→ Excerpt provided:
·····
Highest daily rainfall total Storm Desmond, 2015 264.4mm
Lowest mean sea level pressure Storm Éowyn, 2025 941.9 hectopascals (hPa)

UK storm records for the period November 2015–October 2025. Source: Met Office

Storm naming

Storm naming was introduced in the UK and Ireland at the start of the 2015 storm season.

Launched by the Met Office and Ireland’s weather service, Met Éireann, Dutch weather service the Royal Netherlands Meteorological Institute (KNMI) joined the storm-naming scheme in 2019.

This collaboration between the UK, Ireland and Netherlands is one of three storm-naming groups in Europe. Each group releases a new alphabetical list of storm names in September.

The graphic below highlights the storm names picked by the Western European storm-naming group for 2025-26.

List of storm names for 2025/26
Credit: Met Office.

Not all storms are named. A storm will be named if the Met Office anticipates it having potential to cause disruption or damage.

This is often linked to whether strong winds are expected, but impacts caused by other weather types – for instance, heavy rain, hail or snow – are also considered.

Once named, the storm is referred to consistently by weather services and other authorities in Ireland, Netherlands and the UK.

Storm naming was introduced to improve communication of the weather forecast to the public and help people stay safe during severe weather.

Using a single, authoritative name for a storm allows government and media outlets to deliver a consistent message about approaching severe weather.

In this way, the public will be better placed to keep themselves, their homes and businesses safe.

There have typically been around half a dozen named storms each year since November 2015, although this varies on a year-to-year basis.

The 2023-24 storm season saw the most named storms to date. In August 2024, Storm Lillian became the 12th named storm of that season.

Below is a table of all the storms that have been named since 2015.

Storms named between November 2015 and October 2025. Source: Met Office.

Notable named storms

While every year since the scheme began has seen storms strong enough to be named, some storms have been particularly significant.

Storm Desmond, December 2015

Storm Desmond brought extreme rainfall to north-west England. The weather station in Honister Pass in Cumbria recorded 34.1cm of rainfall in just 24 hours in a new UK record. Another record was set when 405mm of rain fell at Thirlmere in Cumbria over two consecutive days.

The subsequent floods affected thousands of homes and businesses across Cumbria and other parts of northern England, sweeping away several bridges and cutting road and rail links.

Storm Desmond led to the government launching the National Flood Resilience Review.

Flooding in the aftermath of Storm Desmond in the Lyth Valley, near Kendal, Cumbria.
Flooding in the aftermath of Storm Desmond in the Lyth Valley, near Kendal, Cumbria. Credit: Stan Pritchard / Alamy Stock Photo

Storm Arwen, November 2021

Storm Arwen is an example of how the damages caused by a storm depends on more than its overall strength. A storm’s location, duration and wind direction also plays a role.
·····
→ Source material:

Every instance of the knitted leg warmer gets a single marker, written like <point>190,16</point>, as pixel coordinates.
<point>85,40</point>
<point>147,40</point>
·····
→ To-do list:
**1)** In the excerpt on UK storm naming, reproduce the passage word for word, starting with "Notable named storms" and going on through "been particularly significant.".
**2)** Using the excerpt on UK storm naming, answer these questions:
(a) Which Dutch weather service joined the storm-naming scheme in 2019?
(b) Which storm became the 12th named storm of the 2023-24 season?
(c) How much rain fell at Thirlmere in Cumbria over two consecutive days during Storm Desmond?

→ Responses by task:
**1)**
Notable named storms

While every year since the scheme began has seen storms strong enough to be named, some storms have been particularly significant.

**2)**
(a) The Royal Netherlands Meteorological Institute (KNMI)
(b) Storm Lillian
(c) 405mm